◆ Excerpts from point annotation data
___

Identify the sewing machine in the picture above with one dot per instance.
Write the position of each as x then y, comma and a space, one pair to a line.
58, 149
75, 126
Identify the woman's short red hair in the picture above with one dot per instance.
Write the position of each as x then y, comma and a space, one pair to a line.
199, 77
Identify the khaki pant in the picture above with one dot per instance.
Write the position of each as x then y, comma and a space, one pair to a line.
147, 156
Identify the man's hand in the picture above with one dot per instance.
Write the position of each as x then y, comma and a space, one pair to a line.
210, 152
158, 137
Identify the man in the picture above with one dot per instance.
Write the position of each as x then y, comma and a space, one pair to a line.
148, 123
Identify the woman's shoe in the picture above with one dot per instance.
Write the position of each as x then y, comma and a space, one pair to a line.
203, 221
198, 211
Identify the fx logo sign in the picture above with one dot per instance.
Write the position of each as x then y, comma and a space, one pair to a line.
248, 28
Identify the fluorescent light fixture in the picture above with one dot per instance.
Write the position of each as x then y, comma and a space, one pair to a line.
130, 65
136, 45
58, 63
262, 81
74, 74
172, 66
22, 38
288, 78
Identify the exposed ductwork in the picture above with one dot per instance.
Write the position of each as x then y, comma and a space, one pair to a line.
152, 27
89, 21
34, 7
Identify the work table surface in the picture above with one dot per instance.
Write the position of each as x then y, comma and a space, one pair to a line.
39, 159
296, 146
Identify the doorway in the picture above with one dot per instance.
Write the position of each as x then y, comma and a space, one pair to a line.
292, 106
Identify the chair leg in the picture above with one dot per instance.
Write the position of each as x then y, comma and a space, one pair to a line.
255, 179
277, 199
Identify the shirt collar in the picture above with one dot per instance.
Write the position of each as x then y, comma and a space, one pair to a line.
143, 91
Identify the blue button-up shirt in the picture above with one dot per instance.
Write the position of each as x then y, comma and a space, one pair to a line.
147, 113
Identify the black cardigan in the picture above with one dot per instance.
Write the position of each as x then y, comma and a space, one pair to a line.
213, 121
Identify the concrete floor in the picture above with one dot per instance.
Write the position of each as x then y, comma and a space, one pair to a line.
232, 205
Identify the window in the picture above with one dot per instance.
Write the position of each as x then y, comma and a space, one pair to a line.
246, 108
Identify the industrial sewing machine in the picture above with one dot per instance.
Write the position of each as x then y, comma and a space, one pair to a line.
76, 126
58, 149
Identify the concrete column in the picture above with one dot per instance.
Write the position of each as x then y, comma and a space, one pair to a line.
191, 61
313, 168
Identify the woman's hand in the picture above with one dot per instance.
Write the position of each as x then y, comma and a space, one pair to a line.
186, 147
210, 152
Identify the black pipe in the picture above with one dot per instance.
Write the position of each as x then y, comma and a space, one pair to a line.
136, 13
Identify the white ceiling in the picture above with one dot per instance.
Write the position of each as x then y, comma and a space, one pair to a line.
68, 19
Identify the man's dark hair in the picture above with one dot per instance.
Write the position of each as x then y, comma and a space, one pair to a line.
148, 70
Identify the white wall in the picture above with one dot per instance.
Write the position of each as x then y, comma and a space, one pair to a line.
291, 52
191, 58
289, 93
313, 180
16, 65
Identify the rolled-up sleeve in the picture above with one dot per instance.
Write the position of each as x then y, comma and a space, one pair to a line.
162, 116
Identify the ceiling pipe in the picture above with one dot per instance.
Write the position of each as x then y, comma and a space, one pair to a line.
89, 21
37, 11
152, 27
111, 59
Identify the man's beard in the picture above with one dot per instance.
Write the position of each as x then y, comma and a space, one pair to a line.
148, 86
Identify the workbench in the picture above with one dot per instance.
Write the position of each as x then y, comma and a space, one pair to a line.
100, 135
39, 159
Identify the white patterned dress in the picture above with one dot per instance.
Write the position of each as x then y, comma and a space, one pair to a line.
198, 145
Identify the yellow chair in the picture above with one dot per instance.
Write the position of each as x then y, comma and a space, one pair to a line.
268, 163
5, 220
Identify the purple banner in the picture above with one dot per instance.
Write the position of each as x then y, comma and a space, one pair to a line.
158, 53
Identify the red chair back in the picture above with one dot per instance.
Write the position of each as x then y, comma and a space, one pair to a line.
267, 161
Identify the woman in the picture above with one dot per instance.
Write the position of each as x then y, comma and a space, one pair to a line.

___

◆ To do
Retype all of the data shown above, word for word.

◆ Exercise answer
Identify the sewing machine in the picture above with one dot per instance.
Write the position of each as x then y, comma and a space, one pair to a line.
58, 149
75, 126
Identify the woman's short red hair in the picture above with one dot per instance.
Write the position of each as x then y, comma and a space, one pair to a line.
199, 77
Identify the khaki pant in the picture above with one dot per instance.
Write the position of each as x then y, comma and a space, one pair to a line.
147, 156
Identify the man's hand in the picture above with one dot per instance.
Write the position of each as x then y, comma and a space, one pair to a line.
210, 152
158, 137
Identify the man in the picture above with one dot per instance.
Write the position of each as x then y, comma and a space, one pair to a line.
148, 123
Identify the woman's shoe in the picture above with one dot per instance.
Write the position of each as x then y, comma and a space, one pair to a line.
203, 221
198, 211
Identify the fx logo sign in the picture above with one dot per instance.
Write the position of each as x then y, comma and a space, one pair to a line.
248, 28
Identify the fluorescent light fixture in the picture above with one dot per instance.
Write the position of each as x then y, comma and a space, one pair to a line.
130, 65
136, 45
58, 63
262, 81
74, 74
172, 66
22, 38
288, 78
Identify the exposed ductwork in the picture above with one dot per instance.
Write the position of each as x then y, comma and a space, one pair to a line.
152, 27
89, 21
34, 7
Identify the work table surface in the picture above with one dot per instance.
Write the position of each as x then y, comma and a space, one pair to a line.
39, 159
296, 146
Identify the doorway in the picture above with one dot per instance.
Write the position of each as x then y, comma and a space, one pair to a line.
292, 106
Identify the chair leg in the picture above with one dot per instance.
Write the position of each as x then y, comma and a space, one pair to a line.
255, 179
277, 199
Identify the shirt collar in the picture above with one dot per instance.
Write the position of each as x then y, comma and a space, one pair to a line.
143, 91
Identify the blue button-up shirt in the picture above with one dot per instance.
Write the position of each as x then y, comma and a space, one pair to a line.
147, 113
Identify the black cardigan in the picture above with one dot per instance.
Write the position of each as x then y, comma and a space, one pair to a line.
213, 121
Identify the concrete floor in the picture above with one dot per instance.
Write the position of each as x then y, comma and a space, one pair to a line.
232, 205
Identify the window in the picture above with one dot per instance.
Write the position of each as x then y, comma and a space, one pair to a line.
246, 108
Identify the industrial sewing machine in the picture above with one dot per instance.
Write the position of each as x then y, comma and a space, one pair to a line.
76, 126
58, 149
Identify the concrete column in the picture above with one dot per instance.
Write the position of each as x then y, comma and a space, one pair to a line.
191, 61
313, 168
Identify the woman's hand in the picture above with one dot per instance.
Write the position of each as x then y, comma and a space, one pair to a line.
186, 147
210, 152
Identify the black pipe in the picture above with one dot per instance.
Write the position of each as x then y, comma and a space, one pair to a line.
136, 13
Identify the white ceiling in the picture above with one dot per instance.
Write the position of each as x then y, comma and a space, one pair to a line.
68, 19
Identify the man's dark hair in the picture above with one dot per instance.
Write the position of each as x then y, comma and a space, one pair to a line.
148, 70
Identify the white wall in the picture above with one dot per instance.
Write the position of each as x then y, comma and a space, one pair to a line.
291, 52
191, 58
289, 93
313, 180
16, 65
Identify the rolled-up sleeve in the picture above with one dot per instance.
Write the position of each as x then y, comma and a space, one pair to a line.
162, 116
Identify the ceiling pipe in the picture above with one dot per instance.
Write the position of each as x then y, comma and a space, one pair to a line.
89, 21
37, 11
152, 27
111, 59
Identify the man's beard in the picture above with one dot per instance.
Write the position of each as x then y, comma and a space, one pair to a line.
148, 86
Identify the workbench in the picture above with one dot per instance.
Write the position of each as x then y, comma and a space, one pair to a line.
100, 135
39, 159
Identify the white patterned dress in the picture above with one dot per instance.
Write the position of each as x then y, comma and a space, one pair to a line.
198, 145
Identify the yellow chair in the picture above with one dot per instance.
Write the position of each as x then y, comma and a space, one pair to a line.
268, 163
5, 220
Identify the purple banner in the picture above with one dot per instance.
Write the position of each as x then y, comma and a space, one pair to a line.
158, 53
Identify the red chair back in the picture above with one dot per instance.
Write the position of each as x then y, comma and a space, one pair to a line.
267, 161
Identify the woman in the picture above with one dot per instance.
Write the position of each as x then y, comma and a space, one pair to a line.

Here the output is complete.